Provided data start

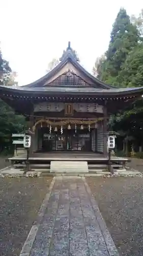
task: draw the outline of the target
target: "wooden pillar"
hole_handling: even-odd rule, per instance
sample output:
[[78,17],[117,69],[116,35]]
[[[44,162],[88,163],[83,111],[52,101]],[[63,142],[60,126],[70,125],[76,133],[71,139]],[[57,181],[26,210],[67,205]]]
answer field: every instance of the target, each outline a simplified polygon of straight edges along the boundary
[[30,121],[29,121],[29,130],[33,133],[31,134],[31,146],[30,148],[30,155],[32,155],[34,152],[34,146],[35,146],[35,133],[33,131],[33,126],[34,125],[34,117],[33,116],[33,112],[31,113],[31,115],[30,117]]
[[106,102],[103,107],[103,153],[104,156],[107,155],[107,109],[106,105]]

Provided data end

» **Given request**
Write out all of the data above with no changes, but leave out the pictures.

» **Right answer**
task: draw the outline of the target
target: "wooden pillar"
hole_handling: even-odd rule, per instance
sample output:
[[78,17],[117,69],[116,35]]
[[[44,162],[88,163],[83,111],[52,101]],[[63,142],[60,126],[70,125],[76,133],[71,139]],[[57,181],[26,210],[67,205]]]
answer field: every instance of the target, each outline a simplified polygon of straight edges along the boundary
[[30,121],[29,121],[29,130],[33,133],[31,134],[31,146],[30,148],[30,155],[32,155],[34,152],[34,146],[35,146],[35,133],[33,131],[33,126],[34,125],[34,117],[33,116],[33,112],[31,113],[31,115],[30,117]]
[[106,102],[103,107],[103,153],[104,156],[107,155],[107,109],[106,105]]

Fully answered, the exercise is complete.